## Exercise aim
All lines below between the line with "written like (198,191)." and the line with "written like (94,167).", including both, must be copied exactly, and the pictures must be omitted.

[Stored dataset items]
"""
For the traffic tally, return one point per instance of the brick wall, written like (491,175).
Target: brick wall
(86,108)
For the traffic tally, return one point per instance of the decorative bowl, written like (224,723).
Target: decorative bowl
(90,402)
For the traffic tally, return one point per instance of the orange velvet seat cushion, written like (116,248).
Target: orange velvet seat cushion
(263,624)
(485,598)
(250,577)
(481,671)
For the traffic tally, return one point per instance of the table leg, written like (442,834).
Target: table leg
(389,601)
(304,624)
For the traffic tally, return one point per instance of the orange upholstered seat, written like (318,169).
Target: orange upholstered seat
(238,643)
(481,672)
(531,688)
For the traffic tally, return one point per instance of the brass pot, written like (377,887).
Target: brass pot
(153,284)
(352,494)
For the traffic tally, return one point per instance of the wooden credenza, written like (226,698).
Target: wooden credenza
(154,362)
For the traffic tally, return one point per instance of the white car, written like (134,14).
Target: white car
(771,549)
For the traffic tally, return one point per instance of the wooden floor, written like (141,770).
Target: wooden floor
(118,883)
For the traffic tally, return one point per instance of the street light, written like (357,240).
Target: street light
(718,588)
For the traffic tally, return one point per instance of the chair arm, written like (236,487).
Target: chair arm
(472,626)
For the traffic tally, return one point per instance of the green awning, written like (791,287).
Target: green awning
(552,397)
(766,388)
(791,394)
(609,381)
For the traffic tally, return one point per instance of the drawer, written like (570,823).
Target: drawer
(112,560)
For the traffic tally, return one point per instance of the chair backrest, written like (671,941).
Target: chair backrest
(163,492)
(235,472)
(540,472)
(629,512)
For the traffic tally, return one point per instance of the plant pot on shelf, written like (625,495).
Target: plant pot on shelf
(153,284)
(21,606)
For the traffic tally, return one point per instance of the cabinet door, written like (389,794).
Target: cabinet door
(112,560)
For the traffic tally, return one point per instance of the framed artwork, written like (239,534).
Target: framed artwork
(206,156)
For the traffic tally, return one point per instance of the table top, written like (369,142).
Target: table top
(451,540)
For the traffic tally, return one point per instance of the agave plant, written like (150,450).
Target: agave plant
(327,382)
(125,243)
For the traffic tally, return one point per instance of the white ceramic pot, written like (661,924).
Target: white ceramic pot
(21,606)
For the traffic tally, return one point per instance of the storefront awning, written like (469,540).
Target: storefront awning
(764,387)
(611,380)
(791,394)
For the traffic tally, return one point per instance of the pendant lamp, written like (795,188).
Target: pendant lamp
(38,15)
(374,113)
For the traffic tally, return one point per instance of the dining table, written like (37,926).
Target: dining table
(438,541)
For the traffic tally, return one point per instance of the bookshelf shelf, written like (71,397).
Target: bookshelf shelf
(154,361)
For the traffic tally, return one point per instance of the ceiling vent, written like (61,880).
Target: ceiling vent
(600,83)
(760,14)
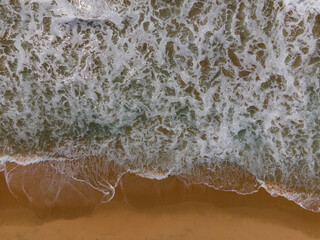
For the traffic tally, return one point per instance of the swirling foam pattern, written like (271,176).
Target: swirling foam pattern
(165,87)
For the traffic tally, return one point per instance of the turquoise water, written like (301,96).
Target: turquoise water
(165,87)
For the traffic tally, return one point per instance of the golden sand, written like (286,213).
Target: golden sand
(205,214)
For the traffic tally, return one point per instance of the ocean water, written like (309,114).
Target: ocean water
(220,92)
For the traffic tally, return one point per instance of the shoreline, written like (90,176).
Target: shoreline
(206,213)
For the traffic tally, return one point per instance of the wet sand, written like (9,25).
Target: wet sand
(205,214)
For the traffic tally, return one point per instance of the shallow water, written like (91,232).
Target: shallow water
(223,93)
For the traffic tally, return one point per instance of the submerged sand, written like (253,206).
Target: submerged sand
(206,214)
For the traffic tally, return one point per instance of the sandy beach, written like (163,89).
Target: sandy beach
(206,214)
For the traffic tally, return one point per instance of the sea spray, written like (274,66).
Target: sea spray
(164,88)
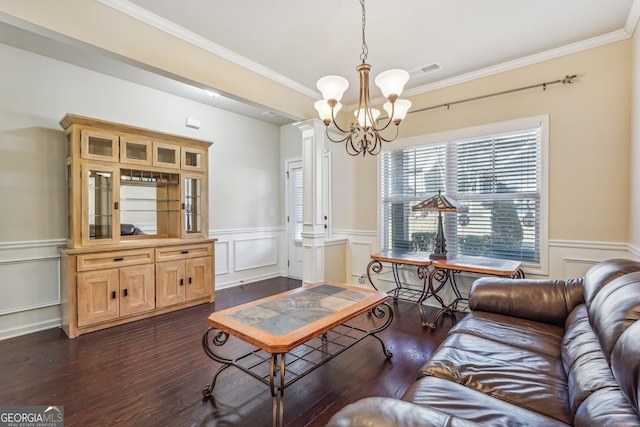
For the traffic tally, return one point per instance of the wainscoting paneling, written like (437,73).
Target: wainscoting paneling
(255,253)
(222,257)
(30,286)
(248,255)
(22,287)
"""
"""
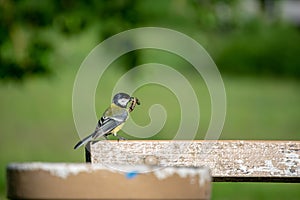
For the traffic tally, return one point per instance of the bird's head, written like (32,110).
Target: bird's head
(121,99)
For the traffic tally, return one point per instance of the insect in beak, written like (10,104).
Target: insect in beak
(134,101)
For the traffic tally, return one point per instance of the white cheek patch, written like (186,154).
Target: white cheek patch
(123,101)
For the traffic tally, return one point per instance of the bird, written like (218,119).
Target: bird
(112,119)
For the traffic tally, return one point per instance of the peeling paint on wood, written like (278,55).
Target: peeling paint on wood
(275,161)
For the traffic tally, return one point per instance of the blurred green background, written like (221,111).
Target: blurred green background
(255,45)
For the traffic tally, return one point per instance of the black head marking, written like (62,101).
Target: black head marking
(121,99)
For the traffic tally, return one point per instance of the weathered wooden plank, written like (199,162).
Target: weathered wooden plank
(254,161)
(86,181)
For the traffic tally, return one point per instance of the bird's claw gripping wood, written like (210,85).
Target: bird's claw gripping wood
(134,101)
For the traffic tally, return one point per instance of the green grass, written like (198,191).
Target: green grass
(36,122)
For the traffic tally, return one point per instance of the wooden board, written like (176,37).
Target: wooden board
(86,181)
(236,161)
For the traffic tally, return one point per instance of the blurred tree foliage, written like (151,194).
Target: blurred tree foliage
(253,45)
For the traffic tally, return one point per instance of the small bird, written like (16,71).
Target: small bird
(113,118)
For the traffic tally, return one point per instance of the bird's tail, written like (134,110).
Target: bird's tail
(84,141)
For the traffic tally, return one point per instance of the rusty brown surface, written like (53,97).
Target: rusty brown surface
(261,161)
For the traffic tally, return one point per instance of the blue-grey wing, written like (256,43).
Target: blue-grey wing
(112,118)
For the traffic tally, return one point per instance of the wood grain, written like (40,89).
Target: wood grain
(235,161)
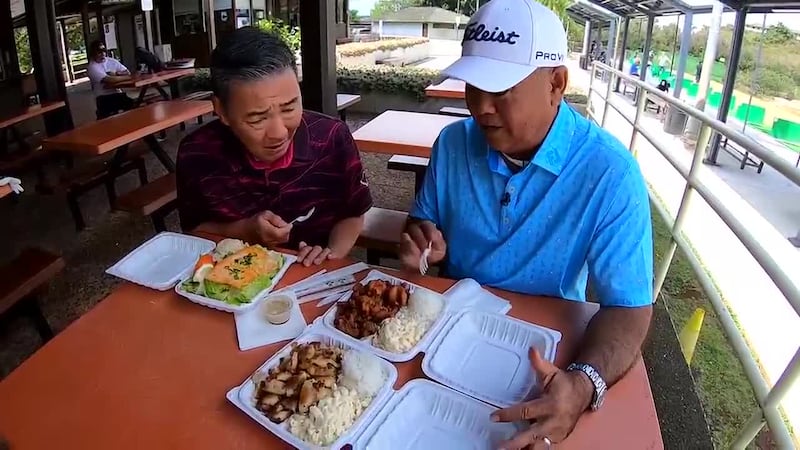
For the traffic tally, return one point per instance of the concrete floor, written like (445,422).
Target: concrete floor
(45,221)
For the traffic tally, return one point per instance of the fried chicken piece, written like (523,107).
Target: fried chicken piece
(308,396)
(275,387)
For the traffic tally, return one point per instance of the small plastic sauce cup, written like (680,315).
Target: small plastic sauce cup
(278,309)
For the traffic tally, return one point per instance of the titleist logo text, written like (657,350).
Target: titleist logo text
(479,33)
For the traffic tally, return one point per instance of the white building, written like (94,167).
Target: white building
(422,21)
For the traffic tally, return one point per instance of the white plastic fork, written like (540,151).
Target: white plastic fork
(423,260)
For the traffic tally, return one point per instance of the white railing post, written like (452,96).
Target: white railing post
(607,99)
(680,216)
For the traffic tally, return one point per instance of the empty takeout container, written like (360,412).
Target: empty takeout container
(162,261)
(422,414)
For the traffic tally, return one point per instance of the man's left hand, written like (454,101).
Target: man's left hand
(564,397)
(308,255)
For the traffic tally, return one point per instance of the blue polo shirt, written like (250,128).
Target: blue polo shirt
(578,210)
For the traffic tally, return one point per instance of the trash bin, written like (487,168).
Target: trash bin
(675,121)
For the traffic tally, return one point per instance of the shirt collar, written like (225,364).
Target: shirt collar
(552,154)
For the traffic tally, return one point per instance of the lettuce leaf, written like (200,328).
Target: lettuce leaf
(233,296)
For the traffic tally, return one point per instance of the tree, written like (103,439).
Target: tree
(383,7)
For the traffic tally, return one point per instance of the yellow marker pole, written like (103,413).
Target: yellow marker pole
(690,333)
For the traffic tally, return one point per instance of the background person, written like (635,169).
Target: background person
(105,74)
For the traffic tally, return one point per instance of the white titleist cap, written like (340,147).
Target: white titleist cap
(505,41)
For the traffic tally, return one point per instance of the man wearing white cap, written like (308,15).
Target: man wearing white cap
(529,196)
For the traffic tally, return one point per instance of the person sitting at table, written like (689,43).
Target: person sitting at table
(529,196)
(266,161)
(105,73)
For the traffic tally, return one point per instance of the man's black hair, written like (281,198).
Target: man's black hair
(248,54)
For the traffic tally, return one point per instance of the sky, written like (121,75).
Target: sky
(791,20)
"""
## Problem solution
For the traffic tally, return one point per instance of the green grass, written like (198,191).
Target: green grass
(36,122)
For the traffic tally, return one point per instance of the wooden board, written like (176,37).
Target: wooden board
(86,181)
(236,161)
For the traffic tally, return one point per instance of the blurred tree foliage, written like (151,194).
Target: blurred tree foliage
(253,45)
For the traffic tally, return one point per instance of the small bird, written like (16,71).
Target: small bird
(113,118)
For the traffic tally, return one point per instance of the bird's tail, written like (134,110).
Target: bird's tail
(84,141)
For the traffic tally, return one point per instance of the rusty brown surface, written like (53,97).
Target: rusty brown surface
(261,161)
For the traffic tally, return one point per instance of the blue-grey wing, written like (256,43).
Target: blue-grey wing
(112,118)
For the traffic tally, return one point per instance of the wood grain, written like (40,89).
Target: wood grain
(235,161)
For the traffic tally, return one point per instance of the concrete floor, written like (445,422).
Target: concrete floor
(45,221)
For the traffic tally, return one point per instance of the fried chicken piece, written like (523,107).
Target: fried chicken piece
(308,396)
(275,387)
For the traffic tally, return one point per instance of the small plastic sauce cup, written like (680,315).
Target: small plastic sauce cup
(278,309)
For the traffic tally, return one point per instance of the titleist logo text, written like (657,350).
Target: titleist logo text
(479,33)
For the traffic tally, return one point per instance of the white building, written like (94,167).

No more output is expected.